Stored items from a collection
--------------------
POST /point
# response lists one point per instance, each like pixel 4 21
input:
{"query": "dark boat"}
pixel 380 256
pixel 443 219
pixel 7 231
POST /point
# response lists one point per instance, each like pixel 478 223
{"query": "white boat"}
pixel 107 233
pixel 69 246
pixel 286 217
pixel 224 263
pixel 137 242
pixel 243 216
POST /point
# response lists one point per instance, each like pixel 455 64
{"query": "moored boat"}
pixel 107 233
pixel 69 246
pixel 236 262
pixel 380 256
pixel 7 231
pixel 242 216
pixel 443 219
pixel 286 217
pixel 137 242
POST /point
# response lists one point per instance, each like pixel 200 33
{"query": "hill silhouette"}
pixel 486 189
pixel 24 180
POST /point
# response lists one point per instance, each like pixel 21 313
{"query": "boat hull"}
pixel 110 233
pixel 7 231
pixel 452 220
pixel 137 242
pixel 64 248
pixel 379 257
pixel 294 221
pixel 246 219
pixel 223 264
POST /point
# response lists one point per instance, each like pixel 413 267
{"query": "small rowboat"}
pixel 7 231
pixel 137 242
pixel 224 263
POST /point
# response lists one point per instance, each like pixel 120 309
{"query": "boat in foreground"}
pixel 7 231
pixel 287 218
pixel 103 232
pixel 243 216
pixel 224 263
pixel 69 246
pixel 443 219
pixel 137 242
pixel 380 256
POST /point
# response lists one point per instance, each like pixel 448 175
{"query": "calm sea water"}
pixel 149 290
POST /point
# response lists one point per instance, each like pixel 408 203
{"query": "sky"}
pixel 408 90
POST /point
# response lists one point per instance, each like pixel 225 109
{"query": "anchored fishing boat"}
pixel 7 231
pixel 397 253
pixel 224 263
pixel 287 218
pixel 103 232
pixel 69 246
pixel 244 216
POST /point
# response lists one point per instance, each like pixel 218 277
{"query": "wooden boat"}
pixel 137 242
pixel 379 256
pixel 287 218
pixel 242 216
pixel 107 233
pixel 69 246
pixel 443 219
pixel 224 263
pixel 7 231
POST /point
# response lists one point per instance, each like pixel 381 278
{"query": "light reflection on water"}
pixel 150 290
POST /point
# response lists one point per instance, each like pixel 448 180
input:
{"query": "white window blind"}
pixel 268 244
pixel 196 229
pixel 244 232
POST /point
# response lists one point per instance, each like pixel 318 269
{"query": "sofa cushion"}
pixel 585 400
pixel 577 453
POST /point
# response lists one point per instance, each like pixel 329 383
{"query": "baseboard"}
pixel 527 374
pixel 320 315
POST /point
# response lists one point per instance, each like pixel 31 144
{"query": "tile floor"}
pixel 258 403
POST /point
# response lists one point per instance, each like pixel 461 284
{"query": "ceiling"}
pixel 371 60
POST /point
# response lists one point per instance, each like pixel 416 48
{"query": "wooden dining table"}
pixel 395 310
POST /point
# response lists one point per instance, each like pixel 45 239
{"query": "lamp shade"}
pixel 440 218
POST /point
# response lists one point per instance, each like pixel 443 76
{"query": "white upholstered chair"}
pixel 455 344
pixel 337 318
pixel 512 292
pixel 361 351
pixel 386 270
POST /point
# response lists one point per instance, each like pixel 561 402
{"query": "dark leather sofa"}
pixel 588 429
--------------------
### PROBLEM
Transcribe the records above exactly, keeping every line.

### ANSWER TO THIS TASK
POST /point
# response lists one point per instance, each like pixel 4 21
input:
{"query": "dark boat"}
pixel 380 256
pixel 443 219
pixel 7 231
POST /point
# response lists one point per instance, each like pixel 478 223
{"query": "white boat"}
pixel 107 233
pixel 69 246
pixel 286 217
pixel 224 263
pixel 137 242
pixel 243 216
POST /point
# response lists one point per instance, each like pixel 455 64
{"query": "moored boat"}
pixel 107 233
pixel 69 246
pixel 236 262
pixel 380 256
pixel 7 231
pixel 242 216
pixel 443 219
pixel 286 217
pixel 137 242
POST /point
# response lists one point per instance, each like pixel 200 33
{"query": "hill silhouette"}
pixel 486 189
pixel 24 180
POST /point
# response lists one point per instance, each like pixel 21 313
{"query": "boat hull"}
pixel 110 233
pixel 7 231
pixel 452 220
pixel 137 242
pixel 64 248
pixel 379 257
pixel 294 221
pixel 246 219
pixel 223 264
POST /point
# response lists one point per instance, each like pixel 413 267
{"query": "small rowboat"}
pixel 7 231
pixel 137 242
pixel 224 263
POST /point
# response lists one point per instance, each like pixel 120 309
{"query": "boat in foreground"}
pixel 7 231
pixel 287 218
pixel 103 232
pixel 243 216
pixel 224 263
pixel 69 246
pixel 443 219
pixel 137 242
pixel 380 256
POST /point
# response lists one point per instance, each like pixel 448 175
{"query": "calm sea water"}
pixel 149 290
POST /point
# response lists one point per instance, each like pixel 408 203
{"query": "sky"}
pixel 408 90
POST /point
# response lists one point per instance, each like pixel 225 109
{"query": "anchored fishing boat"}
pixel 7 231
pixel 397 253
pixel 224 263
pixel 287 218
pixel 103 232
pixel 69 246
pixel 244 216
POST /point
# response lists one point per instance, each like pixel 218 277
{"query": "wooden boat"}
pixel 137 242
pixel 379 256
pixel 287 218
pixel 242 216
pixel 107 233
pixel 69 246
pixel 443 219
pixel 224 263
pixel 7 231
POST /point
# response lists one point per instance, each like pixel 381 278
{"query": "light reflection on water"}
pixel 150 290
POST /point
# response lists one point per instance, each like pixel 448 180
input:
{"query": "white window blind"}
pixel 268 244
pixel 196 229
pixel 244 232
POST /point
# response lists one point per instance, each like pixel 318 269
{"query": "sofa cushion"}
pixel 585 400
pixel 577 453
POST /point
# response lists one point per instance, each like pixel 329 383
{"query": "baseboard"}
pixel 527 374
pixel 320 315
POST /point
# response lists one point per instance, each like pixel 31 144
{"query": "tile floor"}
pixel 258 403
POST /point
# response lists one point per instance, each like pixel 461 284
{"query": "ceiling"}
pixel 371 60
POST /point
# response lists one point per instance, each like pixel 416 48
{"query": "wooden dining table"}
pixel 395 310
POST /point
# response lists one point per instance, each like pixel 45 239
{"query": "lamp shade"}
pixel 440 218
POST /point
# response lists one point per instance, each like pixel 443 76
{"query": "white upholstered chair"}
pixel 455 344
pixel 337 318
pixel 512 292
pixel 361 351
pixel 386 270
POST /point
# response lists one point per instance, each like pixel 561 402
{"query": "dark leather sofa"}
pixel 588 429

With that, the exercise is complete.